What is being asked: Pick up the text on COVID-19 and breast cancer treatments after its last sentence and continue writing it.

COVID-19 & breast cancer treatments 

The influence of radiation therapy is also a matter of debate, with some studies suggesting that patients who received it are more likely to be hospitalised due to COVID-199, while others found no relationship.7 

Generally speaking, people who are immunocompromised are more likely to become seriously ill if they get COVID-19. In the case of breast cancer, some treatments (such as immunotherapies and some chemotherapies) can affect your immunity, thereby increasing the risk of severe COVID-19. Hormone therapies, on the other hand, are much less associated with immunocompromission.10  

Lymph node surgery may also be a concern for you, as these are known to play a role in immunity. However, their removal does not seem to affect the body’s ability to fight infections.10 

Thus, many uncertainties remain regarding how breast cancer and its treatments can affect the outcome of COVID-19. Fortunately, physicians are there to give you guidance and to provide you with adapted treatments that have been rigorously proven to be effective.  

How can I avoid getting severe COVID-19?

One way to stay as safe as possible is to be fully vaccinated.11 It is also important that people you are in close contact with get vaccinated, both to protect you and to build herd immunity.12 

Vaccination against COVID-19 is as safe for people with cancer as it is for the general population: the most common side-effects of vaccination are similar (injection-site pain, fatigue, fever, chills, headache, and muscle pain), largely mild and occur at a similar frequency.11 One specific side-effect women with a history of breast cancer should be aware of is swollen lymph nodes in the arm and neck (also known as axillary adenopathy).13Although true in some cases that swollen lymph nodes can be the sign of a relapse, vaccination-induced swelling is a benign and expected side-effect that may appear within 1-4 days after vaccination and last 1 to 10 days on average.13 

While vaccination is essential in protecting you from COVID-19, it is important to know that people with cancer generally still have weaker immune responses than those without it.12 Fortunately, in the weeks following the second dose of vaccine, immune responses seem to improve, especially among women with breast cancer.12 Some people, particularly immunocompromised patients, may also be offered a third injection to boost their immunity.14 It is however crucial to keep up protective measures, such as physical distancing and face covering in crowded areas.12 

Dealing with breast cancer may be particularly difficult, even more so during a global pandemic. If you are struggling with cancer-related loneliness further exacerbated by COVID-19 health policies, you may want to read “Reaping the benefits of being socially active”.

Given records:
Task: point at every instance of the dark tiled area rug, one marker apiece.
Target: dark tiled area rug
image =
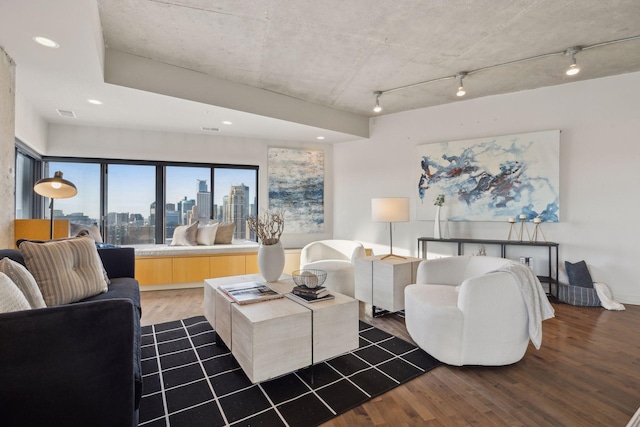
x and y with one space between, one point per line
191 381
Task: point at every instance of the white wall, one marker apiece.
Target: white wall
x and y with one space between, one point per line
113 143
599 172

Task answer:
In any case, you can count on your medical team to help you through this ordeal, and on the thousands of scientists around the world working to better understand and treat breast cancer and COVID-19. 

The information provided on this website is not intended to replace professional advice. Please always consult a healthcare professional if you require healthcare advice.

References

  1. https://www.who.int/health-topics/coronavirus#tab=tab_1 (Last accessed: October 2021)
  2. https://www.breastcancer.org/about_us/press_room/news/coronavirus#delays (Last accessed: October 2021)
  3. Sonagli M et al. J Surg Oncol. 2021; 123(2):371-374.
  4. https://www.nuffieldtrust.org.uk/resource/chart-of-the-week-how-has-the-risk-of-acquiring-covid-19-in-hospital-changed-in-the-last-year (Last accessed: October 2021)
  5. Nader Marta G et al. JCO Global Oncol 2021; 7:1084-1092.
  6. Rugge M et al. Nature Cancer 2020; 1:784-788.
  7. Vuagnat P et al. Breast Cancer Res 2020;22(1):55.
  8. Kalinsky K et al. Breast Cancer Res Treat 2020; 182(1):239-242.
  9. Kathuria-Prakash N et al. Journal of Clinical Oncology 2021; 39:15_suppl.
  10. https://breastcancernow.org/about-us/news-personal-stories/i-have-breast-cancer-i%E2%80%99m-worried-about-covid-19-restrictions-being-lifted#risk (Last accessed: October 2021)
  11. https://www.esmo.org/newsroom/press-office/the-evidence-is-in-covid-vaccines-do-protect-patients-with-cancer (Last accessed: October 2021)
  12. Monin L et al. Lancet Oncol 2021; 22:765-78.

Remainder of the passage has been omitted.